— Gösterilen metin —
——

Gözle görülebilen siğillerin tedavisi kimyasal veya elektroliz ile tahrip edilmesi esasına dayanır. Bir kısım siğilden biyopsi ve HPV tiplemesi yapıldıktan sonra diğer siğiller elektrokoterizasyon (yakma),kriyoterapi (dondurma),TCAA (kimyasal asit ile yakma),podofilin (bitkisel hücre tahrip ediciler) gibi yöntemlerle tedavi edilebilmektedir. Her tedavi yönteminde nüks adını verdiğimiz siğillerin tekrarlama durumu oluşabilmektedir. Gözle görülemeyen lezyonların ilerleyerek diğer bölgelerde siğil oluşumu görülebilmektedir. Başka virüs tiplerinin yeni bulaşma kaynaklarıyla enfeksiyonu sonucu siğil tekrarlaması olabilmektedir.

——

— Görev maddesi —
Siğil tedavisiyle ilgili metne göre, siğillerin tekrarlama durumuna hangi adın verildiğini yazın.

——

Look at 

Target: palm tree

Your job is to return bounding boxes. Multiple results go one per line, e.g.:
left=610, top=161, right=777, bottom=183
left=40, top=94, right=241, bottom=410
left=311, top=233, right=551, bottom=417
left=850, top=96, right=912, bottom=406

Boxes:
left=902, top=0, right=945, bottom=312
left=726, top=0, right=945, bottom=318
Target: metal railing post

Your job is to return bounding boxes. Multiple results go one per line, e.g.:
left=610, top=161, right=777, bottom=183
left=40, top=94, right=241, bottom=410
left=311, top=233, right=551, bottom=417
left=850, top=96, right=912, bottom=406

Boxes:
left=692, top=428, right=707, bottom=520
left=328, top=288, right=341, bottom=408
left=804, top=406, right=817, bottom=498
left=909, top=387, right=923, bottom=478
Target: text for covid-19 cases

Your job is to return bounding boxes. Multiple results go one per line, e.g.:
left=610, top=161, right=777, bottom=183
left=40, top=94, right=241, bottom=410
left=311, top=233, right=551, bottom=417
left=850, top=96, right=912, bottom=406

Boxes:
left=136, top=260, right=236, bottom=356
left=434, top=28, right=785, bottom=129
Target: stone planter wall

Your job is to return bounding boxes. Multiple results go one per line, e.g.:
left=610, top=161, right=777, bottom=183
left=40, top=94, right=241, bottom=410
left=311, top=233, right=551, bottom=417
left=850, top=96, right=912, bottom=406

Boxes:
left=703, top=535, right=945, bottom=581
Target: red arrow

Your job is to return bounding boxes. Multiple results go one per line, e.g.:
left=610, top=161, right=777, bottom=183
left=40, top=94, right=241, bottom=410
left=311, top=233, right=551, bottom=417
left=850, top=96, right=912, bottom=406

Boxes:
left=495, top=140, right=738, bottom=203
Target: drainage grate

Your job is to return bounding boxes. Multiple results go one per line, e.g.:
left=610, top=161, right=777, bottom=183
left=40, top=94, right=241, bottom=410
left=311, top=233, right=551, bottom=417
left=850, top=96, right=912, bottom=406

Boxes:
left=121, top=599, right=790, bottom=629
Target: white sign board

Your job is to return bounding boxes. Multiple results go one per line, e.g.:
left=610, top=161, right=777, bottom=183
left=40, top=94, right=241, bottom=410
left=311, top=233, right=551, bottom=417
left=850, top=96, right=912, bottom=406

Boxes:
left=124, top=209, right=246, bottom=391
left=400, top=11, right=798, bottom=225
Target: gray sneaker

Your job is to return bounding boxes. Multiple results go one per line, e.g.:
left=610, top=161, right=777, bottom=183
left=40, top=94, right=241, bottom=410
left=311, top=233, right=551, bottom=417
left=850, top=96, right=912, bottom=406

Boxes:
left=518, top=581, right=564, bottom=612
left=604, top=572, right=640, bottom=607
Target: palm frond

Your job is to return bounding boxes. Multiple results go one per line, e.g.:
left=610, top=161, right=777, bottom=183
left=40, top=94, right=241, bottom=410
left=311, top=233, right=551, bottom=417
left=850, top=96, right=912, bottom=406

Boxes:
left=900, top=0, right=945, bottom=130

——

— Tamamlanan görev —
Siğillerin tekrarlama durumuna nüks adı verilir.